Text below:

02 March 2018, at 10:35am

Carsten Krome, the co-founder of Hatch, the first ever aquaculture accelerator, explains to The Fish Site what the initiative aims to achieve.

How does Hatch differ from, for example, emerging aquaculture investment funds?

An accelerator is more hands-on with the companies compared to an investment fund. During the programme, but to a lesser extent also thereafter, the Hatch team works full-time with the companies to get them to where they need to be in order to raise a larger round of funding – for example from Aqua-Spark. In this sense, we are synergistic.

What stage, ideally, should the projects be at to be considered for the programme?

They should have a team of at least two dedicated full-time to their company. They should also have more than just an idea – ideally a prototype. We also have later-stage companies in some cases, who are looking to enter the Norwegian market and/or require industry connections, which we can provide as part of the programme.

What does Hatch expect in return for its investment and mentoring?

We offer an investment of €25,000, as well as mentoring, coaching and access to Hatch’s networks and take an equity stake in the companies of up to eight percent.

The key players in Hatch, from left to right: Carsten Krome (CEO), Georg Baunach (development director), Wayne Murphy (COO) and Emil Lindfors (Programme Developer)
The key players in Hatch, from left to right: Carsten Krome (CEO), Georg Baunach (development director), Wayne Murphy (COO) and Emil Lindfors (Programme Developer)

Have you had many applications to date?

We have had a decent amount of applications, but could be more. We´ve got some really good ones though, which is great. So far, the technology sector – in particular digitalising the value chain in many different ways – has been the most prominent sector.

End of Text.
Data listing below:

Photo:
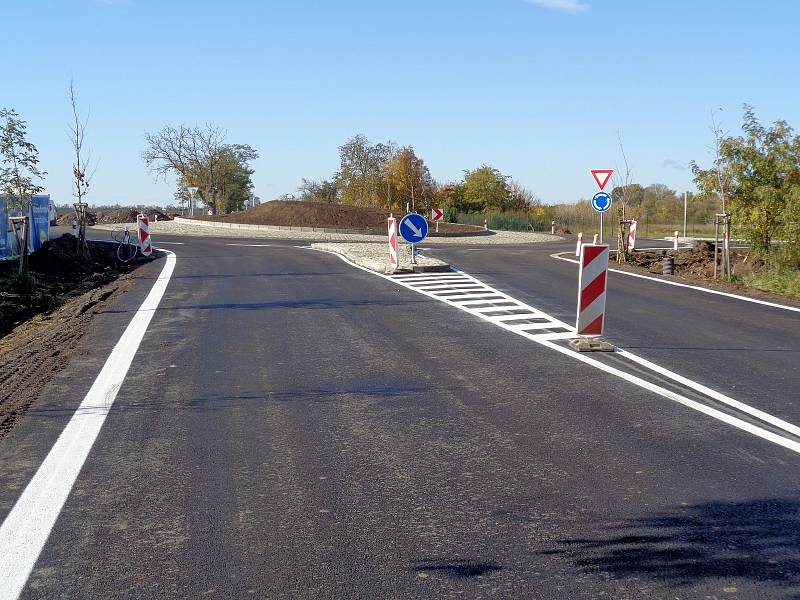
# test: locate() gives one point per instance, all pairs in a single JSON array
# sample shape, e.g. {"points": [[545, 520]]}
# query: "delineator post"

End of Data listing.
Data listing below:

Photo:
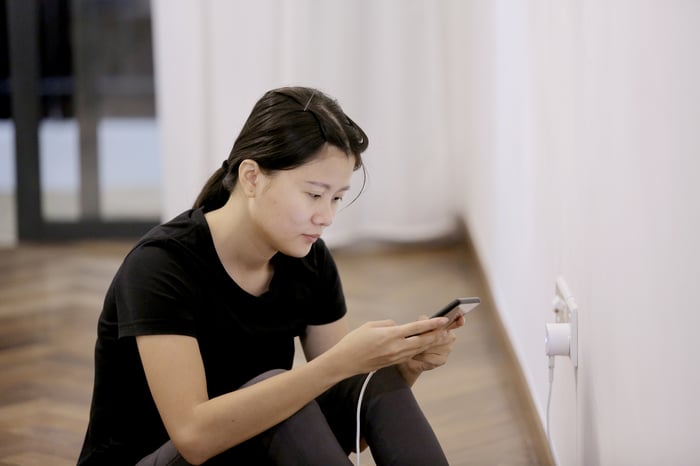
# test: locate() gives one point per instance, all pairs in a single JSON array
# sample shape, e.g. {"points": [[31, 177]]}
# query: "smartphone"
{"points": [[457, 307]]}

End of Data listing.

# What the task asks
Answer these questions from the Hatch interview:
1. How much money does Hatch invest in a company?
2. How many people dedicated full-time to the company should a team have to be considered for the programme?
3. Which sector has been the most prominent among applications so far?

# Result
1. €25,000
2. At least two
3. The technology sector